**Text:**
Many banks let consumers set their own mobile alerts or change their preferred language to Spanish. But customers have rarely been given the level of control of the banking experience that BB&T has granted. The vast majority of financial institutions, after all, rely on the same vendors, and the application programming interfaces that would facilitate customization are still uncommon.
There are exceptions.
The slow but growing trend toward customization of digital banking is viewed as a smart strategy to avoid overwhelming customers of brands that often sell more than 50 products and services.
"People don't do every single thing," said Stessa Cohen, a research director at Gartner.
BB&T's offering is suited for the quick, personalized information sought by smartphone users, Cohen said.
Mark Schwanhausser, director of omnichannel financial services at Javelin Strategy & Research, says BB&T's update is an example of a notable bank demonstrating how mobile is influencing the design of its older sibling: online banking.
In the future, he imagines a digital banking world that extends the personalization concept into helping consumers who do not know exactly what they want. Digital banking could, for instance, guide individuals who live paycheck to paycheck to build a savings habit, the way LinkedIn reminds users to take actions on the professional networking site.
"Personalization has many fronts," Schwanhausser said.
Alfa Bank, for instance, is taking a different approach to customization. It is testing a mobile app that displays information in the order its algorithms determine will be most relevant to each customer.
Its new app, called Sense, was demonstrated at Finovate in September. It is an attempt to help consumers navigate quickly to what they are likely to need next rather than deal with the labyrinth of links and products that clutter mobile experiences.
"We are trying to solve one of the bank's problems," said Vladimir Urbanskiy, chief executive of Alfa-Lab, a unit of the Russian bank.
BB&T believes it is just at the beginning of its newer digital strategy even though the overhaul was already a big undertaking. Beyond customization, the bank has added account aggregation, the ability to view account balances without logging in, a tool for scheduling in-person appointments with bankers, and the ability to turn credit cards on and off.
Up next, financial education tools, credit scores, favorite stock tickers and weather forecasts are among the additions the bank expects to offer interested U users. And down the road, Brown wants branch and call center employees to be able to view the same things customers are seeing when providing them service.
"This is not the end," Brown said. "This is the beginning. The bank of the future may be in your pocket."

**Provided records:**
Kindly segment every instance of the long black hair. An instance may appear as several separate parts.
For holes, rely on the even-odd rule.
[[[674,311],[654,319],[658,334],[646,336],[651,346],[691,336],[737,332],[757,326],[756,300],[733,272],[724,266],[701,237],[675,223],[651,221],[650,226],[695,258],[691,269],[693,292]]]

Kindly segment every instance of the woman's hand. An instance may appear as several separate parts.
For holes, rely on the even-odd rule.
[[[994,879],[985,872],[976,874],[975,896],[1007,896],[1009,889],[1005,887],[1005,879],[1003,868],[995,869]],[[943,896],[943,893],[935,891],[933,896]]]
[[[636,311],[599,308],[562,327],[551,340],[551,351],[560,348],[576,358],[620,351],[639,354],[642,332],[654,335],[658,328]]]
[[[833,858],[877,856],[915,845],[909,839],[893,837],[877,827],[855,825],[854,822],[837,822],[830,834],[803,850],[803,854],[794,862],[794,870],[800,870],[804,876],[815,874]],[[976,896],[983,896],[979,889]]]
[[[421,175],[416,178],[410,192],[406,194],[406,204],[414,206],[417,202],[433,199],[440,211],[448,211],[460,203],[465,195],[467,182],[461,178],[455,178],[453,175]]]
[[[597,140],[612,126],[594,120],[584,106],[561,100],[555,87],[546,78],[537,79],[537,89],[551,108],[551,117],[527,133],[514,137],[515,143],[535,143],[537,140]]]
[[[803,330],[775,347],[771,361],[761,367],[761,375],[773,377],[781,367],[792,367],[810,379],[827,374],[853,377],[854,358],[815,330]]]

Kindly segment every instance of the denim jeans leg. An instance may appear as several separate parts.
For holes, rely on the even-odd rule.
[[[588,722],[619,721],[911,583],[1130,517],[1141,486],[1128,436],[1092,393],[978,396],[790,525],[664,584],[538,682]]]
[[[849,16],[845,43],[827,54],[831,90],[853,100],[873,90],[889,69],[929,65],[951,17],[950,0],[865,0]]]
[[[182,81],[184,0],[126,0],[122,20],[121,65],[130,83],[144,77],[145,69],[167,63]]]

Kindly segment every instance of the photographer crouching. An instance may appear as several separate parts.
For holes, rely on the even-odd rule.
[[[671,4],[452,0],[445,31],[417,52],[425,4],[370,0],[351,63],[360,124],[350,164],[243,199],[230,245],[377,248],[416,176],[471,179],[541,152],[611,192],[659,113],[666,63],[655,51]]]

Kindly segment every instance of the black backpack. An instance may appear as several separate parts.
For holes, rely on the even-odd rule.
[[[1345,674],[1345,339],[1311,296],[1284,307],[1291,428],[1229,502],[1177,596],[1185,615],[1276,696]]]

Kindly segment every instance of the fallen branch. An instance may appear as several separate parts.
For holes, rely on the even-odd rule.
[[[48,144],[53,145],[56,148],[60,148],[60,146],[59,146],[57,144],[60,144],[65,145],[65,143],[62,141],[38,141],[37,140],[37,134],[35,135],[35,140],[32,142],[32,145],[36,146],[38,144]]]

**Required tasks:**
A: According to the text on digital banking, what is the name of the app Alfa Bank demonstrated at Finovate in September?
B: Pick out every line of the records containing the word "Kindly" and copy each line in full.

**Answer set:**
A: Sense.

B:
Kindly segment every instance of the long black hair. An instance may appear as several separate parts.
Kindly segment every instance of the woman's hand. An instance may appear as several separate parts.
Kindly segment every instance of the denim jeans leg. An instance may appear as several separate parts.
Kindly segment every instance of the photographer crouching. An instance may appear as several separate parts.
Kindly segment every instance of the black backpack. An instance may appear as several separate parts.
Kindly segment every instance of the fallen branch. An instance may appear as several separate parts.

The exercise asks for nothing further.